### Excerpt provided
1.5 Add income data to your restaurant data

Add the income data to your dataframe from the previous step, merging the census data based on the tract that each restaurant is within.

Code

# this step is completed in 1.4

1.6 Make a plot of median household income vs. Yelp stars

Our dataset has the number of stars for each restaurant, rounded to the nearest 0.5 star. In this step, create a line plot that shows the average income value for each stars category (e.g., all restaurants with 1 star, 1.5 stars, 2 stars, etc.)

While their are multiple ways to do this, the seaborn.lineplot() is a great option. This can show the average value in each category as well as 95% uncertainty intervals. Use this function to plot the stars (“x”) vs. average income (“y”) for all of our restaurants, using the dataframe from last step. Be sure to format your figure to make it look nice!

Question: Is there a correlation between a restaurant’s ratings and the income levels of its surrounding neighborhood?

Code

stars = tract_restaurant.loc[:, ['stars','Median Household Income']].groupby(['stars']).median(['Median Household Income']).reset_index()

Code

import seaborn as sns

Code

sns.set_theme()
sns.lineplot(data=stars, x="stars", y="Median Household Income")

<Axes: xlabel='stars', ylabel='Median Household Income'>

As suggested by the graph above, there is an overall trend of higher ratings of restaurants associated with higeher median household income in the tracts that restaurants are located in.

2. Fast food trends in Philadelphia

At the end of part 1, you should have seen a strong trend where higher income tracts generally had restaurants with better reviews. In this section, we’ll explore the impact of fast food restaurants and how they might be impacting this trend.

Hypothesis

Fast food restaurants are predominantly located in areas with lower median income levels.
Fast food restaurants have worse reviews compared to typical restaurants.

If true, these two hypotheses could help to explain the trend we found in part 1. Let’s dive in and test our hypotheses!

### Problem 1
Reproduce everything in the restaurant ratings and income excerpt from "Our dataset has" down to "2 stars, etc.)".
### Problem 2
Report every line of the listing that contains the word "gold", copying each such line in full.

Records that point to named objects:
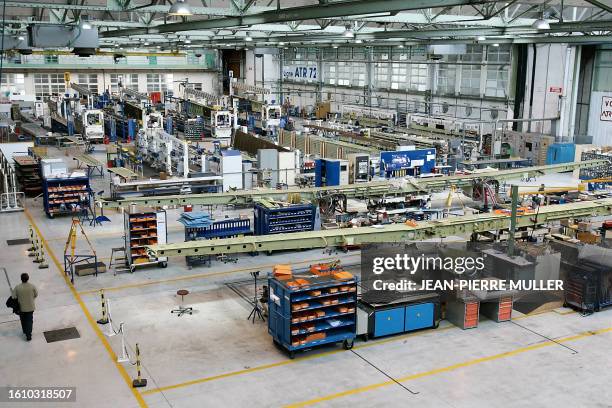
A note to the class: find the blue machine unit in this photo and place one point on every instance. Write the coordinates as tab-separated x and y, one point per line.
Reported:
279	220
401	316
561	153
118	128
331	172
320	312
200	226
407	162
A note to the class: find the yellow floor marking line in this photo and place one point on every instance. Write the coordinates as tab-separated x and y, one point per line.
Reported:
197	276
447	368
308	357
90	319
284	362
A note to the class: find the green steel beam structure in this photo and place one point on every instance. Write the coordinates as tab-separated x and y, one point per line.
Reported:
317	11
461	226
361	190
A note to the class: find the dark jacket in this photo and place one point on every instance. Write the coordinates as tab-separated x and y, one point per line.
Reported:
13	303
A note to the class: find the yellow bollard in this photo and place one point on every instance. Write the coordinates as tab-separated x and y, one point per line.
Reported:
43	263
37	252
32	248
104	319
138	382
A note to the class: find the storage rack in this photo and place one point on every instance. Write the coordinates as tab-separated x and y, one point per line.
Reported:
600	172
144	227
27	171
276	219
587	287
226	228
66	195
322	310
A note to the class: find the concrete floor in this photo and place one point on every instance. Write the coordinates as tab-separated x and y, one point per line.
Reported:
218	358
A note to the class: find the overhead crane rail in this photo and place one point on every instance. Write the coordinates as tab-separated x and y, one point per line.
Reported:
463	225
362	190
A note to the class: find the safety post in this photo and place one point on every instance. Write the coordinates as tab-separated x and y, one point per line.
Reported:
104	318
124	357
42	264
32	247
138	381
110	332
37	258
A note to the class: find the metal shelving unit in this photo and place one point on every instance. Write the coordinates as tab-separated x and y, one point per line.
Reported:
322	310
66	195
142	228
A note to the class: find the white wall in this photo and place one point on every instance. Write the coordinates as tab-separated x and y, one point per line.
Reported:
601	130
549	74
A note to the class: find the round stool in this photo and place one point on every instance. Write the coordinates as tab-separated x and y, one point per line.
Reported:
182	309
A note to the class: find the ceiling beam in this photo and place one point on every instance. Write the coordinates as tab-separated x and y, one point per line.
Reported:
602	4
327	10
144	7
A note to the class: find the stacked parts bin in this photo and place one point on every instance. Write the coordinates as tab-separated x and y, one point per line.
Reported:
315	310
276	219
499	310
66	195
199	225
463	313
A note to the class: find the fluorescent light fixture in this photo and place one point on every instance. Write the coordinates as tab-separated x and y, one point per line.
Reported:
541	24
180	8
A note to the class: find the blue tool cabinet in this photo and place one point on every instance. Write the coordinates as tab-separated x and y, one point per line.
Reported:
279	220
323	311
400	316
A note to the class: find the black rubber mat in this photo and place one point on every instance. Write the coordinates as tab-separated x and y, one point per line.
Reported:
62	334
21	241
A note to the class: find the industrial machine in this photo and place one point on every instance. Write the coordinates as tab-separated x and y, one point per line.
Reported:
359	168
331	172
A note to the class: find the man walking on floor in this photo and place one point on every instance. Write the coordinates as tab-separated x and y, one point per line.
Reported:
25	293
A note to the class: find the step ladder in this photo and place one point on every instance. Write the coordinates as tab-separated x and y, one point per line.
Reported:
118	261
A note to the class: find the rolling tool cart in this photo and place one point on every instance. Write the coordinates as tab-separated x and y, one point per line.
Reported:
144	227
312	311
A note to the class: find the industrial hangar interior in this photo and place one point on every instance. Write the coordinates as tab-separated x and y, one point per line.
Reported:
295	203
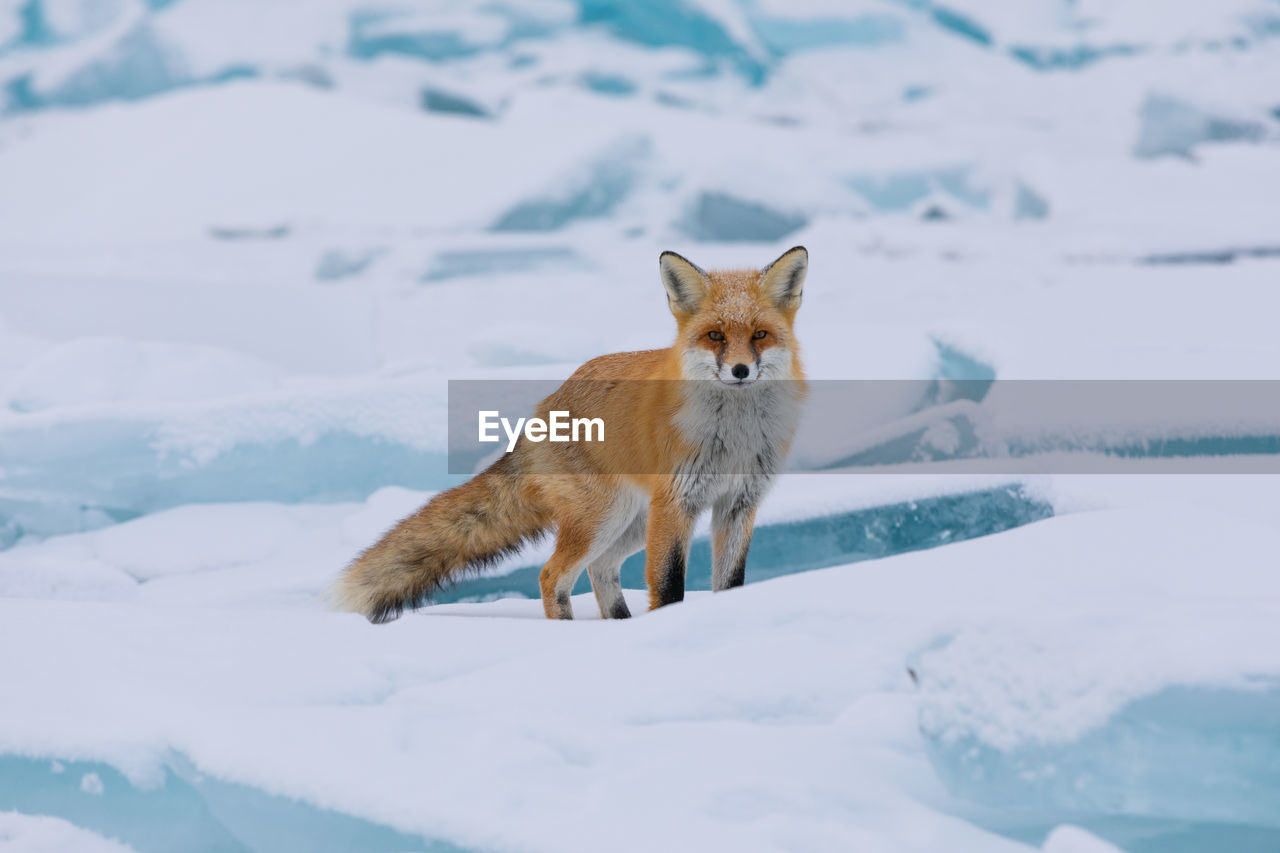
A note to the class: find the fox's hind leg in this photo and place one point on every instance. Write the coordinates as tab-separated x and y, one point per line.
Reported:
606	570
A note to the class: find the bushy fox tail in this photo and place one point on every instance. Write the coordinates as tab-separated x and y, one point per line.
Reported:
465	529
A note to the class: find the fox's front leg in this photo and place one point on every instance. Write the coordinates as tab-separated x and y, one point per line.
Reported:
732	521
667	538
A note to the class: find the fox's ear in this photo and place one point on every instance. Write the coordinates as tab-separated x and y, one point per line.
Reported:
685	282
782	281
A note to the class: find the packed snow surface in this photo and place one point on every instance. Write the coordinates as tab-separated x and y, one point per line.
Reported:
245	247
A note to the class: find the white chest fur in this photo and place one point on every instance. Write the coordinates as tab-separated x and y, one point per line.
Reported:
740	438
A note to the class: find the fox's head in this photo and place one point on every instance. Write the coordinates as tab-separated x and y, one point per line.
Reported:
736	325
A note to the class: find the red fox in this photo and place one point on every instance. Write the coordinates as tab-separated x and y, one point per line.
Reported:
711	434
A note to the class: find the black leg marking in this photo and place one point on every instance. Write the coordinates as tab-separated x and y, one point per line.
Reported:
671	585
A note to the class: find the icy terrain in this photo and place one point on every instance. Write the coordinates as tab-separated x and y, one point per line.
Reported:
245	245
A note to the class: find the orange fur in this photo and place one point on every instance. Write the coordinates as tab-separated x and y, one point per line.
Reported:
580	489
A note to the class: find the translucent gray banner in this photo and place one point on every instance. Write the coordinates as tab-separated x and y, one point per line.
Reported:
867	427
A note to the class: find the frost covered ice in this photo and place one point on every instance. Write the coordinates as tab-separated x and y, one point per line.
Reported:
245	246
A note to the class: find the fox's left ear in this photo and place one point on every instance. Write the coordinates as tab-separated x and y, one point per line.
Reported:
782	281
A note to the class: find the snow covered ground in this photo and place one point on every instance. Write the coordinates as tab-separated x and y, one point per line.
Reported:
245	245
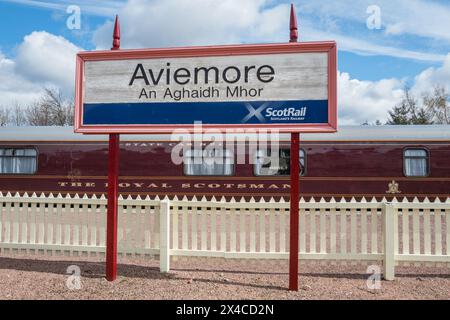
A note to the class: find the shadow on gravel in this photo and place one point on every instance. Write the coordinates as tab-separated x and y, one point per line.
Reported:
320	275
88	269
97	270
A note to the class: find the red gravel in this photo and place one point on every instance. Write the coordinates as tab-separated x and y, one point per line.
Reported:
43	277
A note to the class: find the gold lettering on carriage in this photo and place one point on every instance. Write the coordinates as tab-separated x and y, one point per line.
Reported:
176	185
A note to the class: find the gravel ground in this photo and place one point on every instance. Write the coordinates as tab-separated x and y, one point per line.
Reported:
44	277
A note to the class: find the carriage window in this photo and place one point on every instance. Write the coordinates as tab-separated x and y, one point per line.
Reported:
264	167
18	161
215	162
416	162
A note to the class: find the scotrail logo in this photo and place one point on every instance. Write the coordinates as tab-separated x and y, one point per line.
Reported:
274	114
286	112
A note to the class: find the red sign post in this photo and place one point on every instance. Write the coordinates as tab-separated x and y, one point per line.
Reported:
113	188
113	106
295	184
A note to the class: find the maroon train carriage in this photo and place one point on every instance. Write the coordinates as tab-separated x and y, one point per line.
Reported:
359	161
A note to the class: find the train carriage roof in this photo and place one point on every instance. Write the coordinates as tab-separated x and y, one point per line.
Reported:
345	133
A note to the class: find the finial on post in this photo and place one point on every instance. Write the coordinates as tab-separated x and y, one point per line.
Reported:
116	35
293	25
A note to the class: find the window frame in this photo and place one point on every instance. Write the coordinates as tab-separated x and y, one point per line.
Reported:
427	158
13	156
233	171
305	172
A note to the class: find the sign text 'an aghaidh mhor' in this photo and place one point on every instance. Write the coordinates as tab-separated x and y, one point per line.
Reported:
201	76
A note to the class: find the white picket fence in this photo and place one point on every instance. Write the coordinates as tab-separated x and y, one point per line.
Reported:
388	232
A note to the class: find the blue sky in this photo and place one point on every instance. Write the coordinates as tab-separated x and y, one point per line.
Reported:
383	45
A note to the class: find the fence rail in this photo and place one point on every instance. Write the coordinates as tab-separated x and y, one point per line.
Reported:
390	232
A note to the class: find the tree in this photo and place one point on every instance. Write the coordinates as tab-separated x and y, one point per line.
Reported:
52	109
18	115
4	116
438	105
408	111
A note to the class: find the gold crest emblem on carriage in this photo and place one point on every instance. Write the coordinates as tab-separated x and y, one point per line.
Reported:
393	188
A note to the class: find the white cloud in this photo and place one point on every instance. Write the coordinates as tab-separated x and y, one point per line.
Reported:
105	8
48	59
425	18
360	101
43	59
13	87
432	77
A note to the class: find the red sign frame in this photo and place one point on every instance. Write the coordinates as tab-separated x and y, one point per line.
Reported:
328	47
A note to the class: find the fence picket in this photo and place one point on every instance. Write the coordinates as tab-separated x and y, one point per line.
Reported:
447	223
194	235
405	231
313	231
203	227
262	230
333	233
235	229
242	217
32	219
343	231
175	235
438	232
427	231
323	235
8	214
272	230
233	232
374	233
416	232
353	238
363	231
24	228
282	227
214	229
223	230
252	230
15	231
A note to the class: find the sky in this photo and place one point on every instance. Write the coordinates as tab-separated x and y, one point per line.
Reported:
384	45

### Exercise answer 1
Our dataset has the number of stars for each restaurant, rounded to the nearest 0.5 star. In this step, create a line plot that shows the average income value for each stars category (e.g., all restaurants with 1 star, 1.5 stars, 2 stars, etc.)

### Exercise answer 2
A note to the class: find the gold lettering on carriage in this photo and place one point on every instance. Write the coordinates as tab-separated x and y, one point per line.
A note to the class: find the gold crest emblem on carriage in this photo and place one point on every instance. Write the coordinates as tab-separated x and y, one point per line.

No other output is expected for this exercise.